Records contained in a dataset
*** Begin section ***
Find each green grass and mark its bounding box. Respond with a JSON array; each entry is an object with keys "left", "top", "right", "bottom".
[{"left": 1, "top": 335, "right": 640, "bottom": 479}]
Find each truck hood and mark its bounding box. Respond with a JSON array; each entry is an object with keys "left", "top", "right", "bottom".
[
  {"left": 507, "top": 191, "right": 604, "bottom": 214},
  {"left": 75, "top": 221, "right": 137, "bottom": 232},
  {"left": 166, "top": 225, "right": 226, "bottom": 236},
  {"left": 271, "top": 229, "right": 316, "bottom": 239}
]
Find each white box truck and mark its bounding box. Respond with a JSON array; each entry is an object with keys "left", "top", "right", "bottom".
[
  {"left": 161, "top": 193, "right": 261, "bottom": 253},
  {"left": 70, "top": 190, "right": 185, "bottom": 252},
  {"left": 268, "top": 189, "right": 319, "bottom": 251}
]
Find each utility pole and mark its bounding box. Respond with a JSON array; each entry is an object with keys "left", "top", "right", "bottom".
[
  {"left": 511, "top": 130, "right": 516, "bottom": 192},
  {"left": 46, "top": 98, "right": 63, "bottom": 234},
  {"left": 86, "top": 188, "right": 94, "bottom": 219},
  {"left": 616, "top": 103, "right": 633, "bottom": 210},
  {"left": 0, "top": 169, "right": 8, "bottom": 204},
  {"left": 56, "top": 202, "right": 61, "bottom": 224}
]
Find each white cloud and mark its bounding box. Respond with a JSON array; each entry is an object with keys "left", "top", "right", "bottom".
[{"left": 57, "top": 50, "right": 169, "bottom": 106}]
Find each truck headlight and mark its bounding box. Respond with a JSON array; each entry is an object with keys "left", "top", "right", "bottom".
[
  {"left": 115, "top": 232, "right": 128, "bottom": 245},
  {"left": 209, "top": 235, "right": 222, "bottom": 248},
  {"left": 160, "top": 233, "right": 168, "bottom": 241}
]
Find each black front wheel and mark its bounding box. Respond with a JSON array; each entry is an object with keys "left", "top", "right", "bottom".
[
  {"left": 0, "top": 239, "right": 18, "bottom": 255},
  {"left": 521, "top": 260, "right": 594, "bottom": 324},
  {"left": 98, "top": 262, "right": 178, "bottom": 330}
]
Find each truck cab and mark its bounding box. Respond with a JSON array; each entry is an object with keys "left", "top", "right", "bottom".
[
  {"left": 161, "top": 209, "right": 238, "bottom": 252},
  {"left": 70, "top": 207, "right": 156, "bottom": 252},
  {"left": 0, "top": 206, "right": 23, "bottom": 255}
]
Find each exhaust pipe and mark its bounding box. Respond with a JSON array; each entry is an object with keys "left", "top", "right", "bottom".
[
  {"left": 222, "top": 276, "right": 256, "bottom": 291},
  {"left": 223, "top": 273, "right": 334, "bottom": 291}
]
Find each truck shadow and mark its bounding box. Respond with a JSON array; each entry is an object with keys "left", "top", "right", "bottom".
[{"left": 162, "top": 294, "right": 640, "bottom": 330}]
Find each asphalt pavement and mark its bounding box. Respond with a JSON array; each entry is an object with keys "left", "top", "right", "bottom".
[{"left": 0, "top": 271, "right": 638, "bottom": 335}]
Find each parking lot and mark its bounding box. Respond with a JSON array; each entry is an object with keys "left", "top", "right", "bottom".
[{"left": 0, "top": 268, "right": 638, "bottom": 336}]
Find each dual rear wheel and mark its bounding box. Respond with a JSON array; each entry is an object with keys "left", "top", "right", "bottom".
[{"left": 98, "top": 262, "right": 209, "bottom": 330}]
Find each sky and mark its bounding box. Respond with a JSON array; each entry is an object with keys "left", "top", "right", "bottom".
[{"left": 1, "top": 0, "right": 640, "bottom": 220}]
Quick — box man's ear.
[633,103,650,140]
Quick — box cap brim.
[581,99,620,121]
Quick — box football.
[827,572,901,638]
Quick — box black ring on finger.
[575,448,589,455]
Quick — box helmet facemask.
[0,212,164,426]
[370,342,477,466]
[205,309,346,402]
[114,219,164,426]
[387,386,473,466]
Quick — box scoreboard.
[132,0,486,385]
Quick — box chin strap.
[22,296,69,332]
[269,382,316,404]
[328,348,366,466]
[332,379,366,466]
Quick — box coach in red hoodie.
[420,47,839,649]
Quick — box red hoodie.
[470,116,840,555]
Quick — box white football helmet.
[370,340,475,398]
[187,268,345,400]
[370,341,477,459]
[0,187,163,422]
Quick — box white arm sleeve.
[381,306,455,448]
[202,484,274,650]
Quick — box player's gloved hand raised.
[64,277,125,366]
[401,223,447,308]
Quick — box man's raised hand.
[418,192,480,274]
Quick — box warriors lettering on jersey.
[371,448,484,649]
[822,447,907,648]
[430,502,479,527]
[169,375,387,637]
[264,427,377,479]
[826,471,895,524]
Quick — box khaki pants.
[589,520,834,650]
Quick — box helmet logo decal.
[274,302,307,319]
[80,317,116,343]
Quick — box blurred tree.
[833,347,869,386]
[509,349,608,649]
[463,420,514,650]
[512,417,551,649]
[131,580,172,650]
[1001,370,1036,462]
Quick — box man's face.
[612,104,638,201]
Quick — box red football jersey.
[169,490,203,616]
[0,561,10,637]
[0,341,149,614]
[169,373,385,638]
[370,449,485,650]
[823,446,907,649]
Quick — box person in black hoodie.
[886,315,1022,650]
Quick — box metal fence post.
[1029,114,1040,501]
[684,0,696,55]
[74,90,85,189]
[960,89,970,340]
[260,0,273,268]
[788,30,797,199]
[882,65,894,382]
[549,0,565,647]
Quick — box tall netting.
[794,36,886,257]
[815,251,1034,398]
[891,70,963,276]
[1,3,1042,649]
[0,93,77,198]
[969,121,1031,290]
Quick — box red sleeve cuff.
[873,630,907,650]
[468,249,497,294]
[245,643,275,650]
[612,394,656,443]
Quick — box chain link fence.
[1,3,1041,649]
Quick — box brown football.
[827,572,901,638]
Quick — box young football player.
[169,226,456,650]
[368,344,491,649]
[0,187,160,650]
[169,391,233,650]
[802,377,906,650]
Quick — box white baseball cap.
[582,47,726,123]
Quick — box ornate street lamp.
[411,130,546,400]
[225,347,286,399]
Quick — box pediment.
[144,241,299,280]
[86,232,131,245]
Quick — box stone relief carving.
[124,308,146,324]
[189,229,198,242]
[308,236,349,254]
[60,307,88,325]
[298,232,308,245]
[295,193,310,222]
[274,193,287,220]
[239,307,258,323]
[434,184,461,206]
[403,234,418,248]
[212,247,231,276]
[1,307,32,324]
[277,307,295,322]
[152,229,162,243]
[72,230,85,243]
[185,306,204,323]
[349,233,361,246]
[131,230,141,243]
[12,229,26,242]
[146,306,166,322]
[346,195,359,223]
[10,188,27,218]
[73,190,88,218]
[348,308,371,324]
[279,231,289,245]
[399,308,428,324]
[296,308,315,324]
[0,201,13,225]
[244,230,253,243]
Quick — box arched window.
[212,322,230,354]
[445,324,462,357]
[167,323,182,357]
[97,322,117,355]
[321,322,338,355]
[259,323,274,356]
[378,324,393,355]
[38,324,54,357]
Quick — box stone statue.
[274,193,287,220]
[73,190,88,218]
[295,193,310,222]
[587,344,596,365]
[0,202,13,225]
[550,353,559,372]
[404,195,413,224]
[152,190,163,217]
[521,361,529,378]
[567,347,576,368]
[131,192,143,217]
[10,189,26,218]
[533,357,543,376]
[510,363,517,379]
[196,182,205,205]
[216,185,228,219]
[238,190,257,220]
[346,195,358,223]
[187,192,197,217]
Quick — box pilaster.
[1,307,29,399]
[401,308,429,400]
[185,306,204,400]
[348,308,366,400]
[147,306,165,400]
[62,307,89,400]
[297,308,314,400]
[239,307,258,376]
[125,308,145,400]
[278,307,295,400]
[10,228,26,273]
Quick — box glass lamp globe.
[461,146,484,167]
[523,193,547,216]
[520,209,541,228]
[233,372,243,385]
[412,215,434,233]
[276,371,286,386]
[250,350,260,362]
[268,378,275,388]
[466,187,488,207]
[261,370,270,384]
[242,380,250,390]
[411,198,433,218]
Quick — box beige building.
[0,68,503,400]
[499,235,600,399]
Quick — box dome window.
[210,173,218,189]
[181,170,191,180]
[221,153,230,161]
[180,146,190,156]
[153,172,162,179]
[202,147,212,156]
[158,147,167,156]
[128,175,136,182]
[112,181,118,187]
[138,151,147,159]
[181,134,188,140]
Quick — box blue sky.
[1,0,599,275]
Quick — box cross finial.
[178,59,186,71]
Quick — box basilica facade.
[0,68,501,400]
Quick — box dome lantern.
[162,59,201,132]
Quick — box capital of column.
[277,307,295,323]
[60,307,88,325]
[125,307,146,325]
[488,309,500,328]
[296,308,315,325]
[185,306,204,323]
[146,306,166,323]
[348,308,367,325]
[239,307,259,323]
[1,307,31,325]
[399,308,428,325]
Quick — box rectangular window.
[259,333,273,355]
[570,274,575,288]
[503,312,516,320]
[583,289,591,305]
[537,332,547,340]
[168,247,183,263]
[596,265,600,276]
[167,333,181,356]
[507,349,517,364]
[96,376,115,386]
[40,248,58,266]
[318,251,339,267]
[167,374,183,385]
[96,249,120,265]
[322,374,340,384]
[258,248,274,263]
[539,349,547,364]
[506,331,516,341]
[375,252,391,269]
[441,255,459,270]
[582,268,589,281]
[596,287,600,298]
*** End section ***
◆ **WHAT YOU WILL DO**: Exactly the lines from the one holding "Quick — box beige building." through the end of the records above are to be returned, and nothing else.

◆ **RESPONSE TO THIS TASK**:
Quick — box beige building.
[0,68,503,400]
[499,235,600,399]
Quick — box dome window.
[210,173,218,189]
[181,170,191,180]
[221,153,230,161]
[180,146,190,156]
[153,172,162,179]
[202,147,212,156]
[158,147,167,156]
[128,175,136,182]
[112,181,118,187]
[138,151,147,159]
[181,134,188,140]
Quick — box blue sky.
[1,0,599,275]
Quick — box cross finial.
[178,59,186,71]
Quick — box basilica facade.
[0,68,501,400]
Quick — box dome lantern.
[162,59,201,132]
Quick — box capital of column.
[277,307,295,323]
[60,307,88,325]
[125,307,146,325]
[488,309,500,328]
[296,308,315,325]
[185,306,204,323]
[146,306,166,323]
[348,308,367,325]
[239,307,259,323]
[1,307,31,325]
[399,308,428,325]
Quick — box rectangular window.
[259,333,273,355]
[570,274,575,288]
[503,312,516,320]
[583,289,591,305]
[537,332,547,340]
[168,247,183,263]
[596,265,600,276]
[167,333,181,356]
[507,349,517,364]
[96,376,115,386]
[40,248,58,266]
[318,251,339,267]
[167,374,183,385]
[96,249,120,265]
[322,374,340,384]
[258,248,274,263]
[539,349,547,364]
[506,331,516,341]
[375,252,391,269]
[441,255,459,270]
[582,268,589,281]
[596,287,600,298]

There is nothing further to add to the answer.